#### THE TASKS
A) In the arrowhead typology text, what are the measurements of the Variant 1 arrowhead from Ananyino I?
B) Continue the arrowhead typology text from the point where it stops.

#### GIVEN TEXT
+-------+
Variant 1 is the classical form, which served as the basis for identifying the type (Molodin, Sobolev, Solovyev, 1990: 58–59, fig. 45, 4 , 5 ). The arrowhead from Ananyino I (Fig. 2, 7 ) measures 11.5 × 5.6 × 2.2 cm.
Variant 2 – massive long bases and bodies almost equal in width with the bases. There are two items from Tara (Fig. 2, 8 , 9 ), measuring 8.0 × 3.5 × 1.0 cm and 10.0 × 4.7 × 1.6 cm. Sub-variant 1 is the arrowhead from Ananyino I, measuring 15.1 × 7.5 × 1.9 cm, which has a massive, long tang and even (not concave) blade smoothly passing into the base (Fig. 2, 10 ).
Group 4 – flattened hexagonal arrowheads.
Type II – elongated rhombic arrowheads; both planes are flattened. One item is from Tara and one is from Ananyino I (Fig. 2, 5 , 6 ). They differ in size and measure 13.8 × 6.6 × 2.1 cm from Tara and 9.3 × 1.3 cm from Ananyino I. The latter arrowhead has no clear boundary between the body and base; the edges of the body disappear when passing into the base.
+-------+
#### INFORMATION SHOWN
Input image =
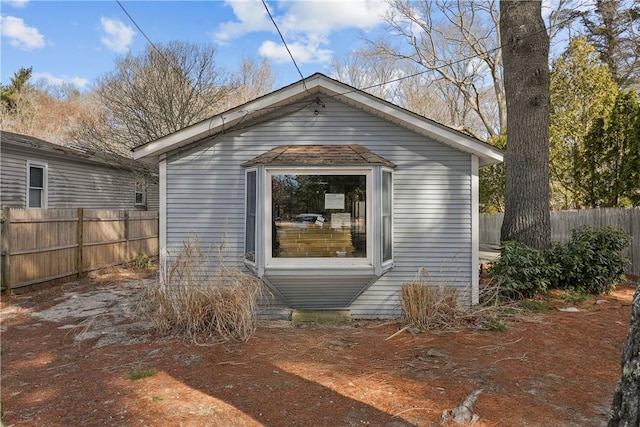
+-------+
#### RESULTS BY TASK
A) 11.5 × 5.6 × 2.2 cm

B)
Type III differs from the described arrowheads (Molodin, Sobolev, 1990: 58–59) by only one flattened side with a medullary cavity (Fig. 2, 1–4 ). The length of the body is equal to the length of the base. In one case, the blade is indicated only by facets, which disappear when passing into the base (Fig. 2, 3 ). The sizes vary from 14.0 × 6.0 × 1.6 cm to 19.0 × 9.5 × 1.8 cm.
There is a hole on the tang, below the border with the blade (Fig. 2, 1 ), on one item of this type, which measures 16.1 × 9.5 × 1.3 cm. This makes it possible to identify this point as a projectile for a shooting trap.
Group 7 – rod-shaped arrowheads (Fig. 2, 11 , 12 ).
Type II – awl-shaped arrowheads. They were identified using the evidence from Forts Alazeya and Stadukhin (Alekseev, 1996: 42–43, pl. 62, 63). In the collection from the Russian sites of the Tara Irtysh region, this type appears in two variants. There are no arrows like these in the collections of the indigenous population of the region.
Variant 1 (type I according to A.N. Alekseev (Ibid.: 42)) has a pointed working part. It consists of a long (21.5 cm) rod-like point, rounded (1.5 cm) in crosssection (Fig. 2, 11 ).
Variant 2. S ub-variant 1 (identified in the Irtysh region) is an arrowhead with a pronounced, scapular body, hexagonal in cross-section, in the center rounded in crosssection, with an awl-shaped base (Fig. 2, 12 ). The size is 21.0 × 5.0 × 1.2 cm.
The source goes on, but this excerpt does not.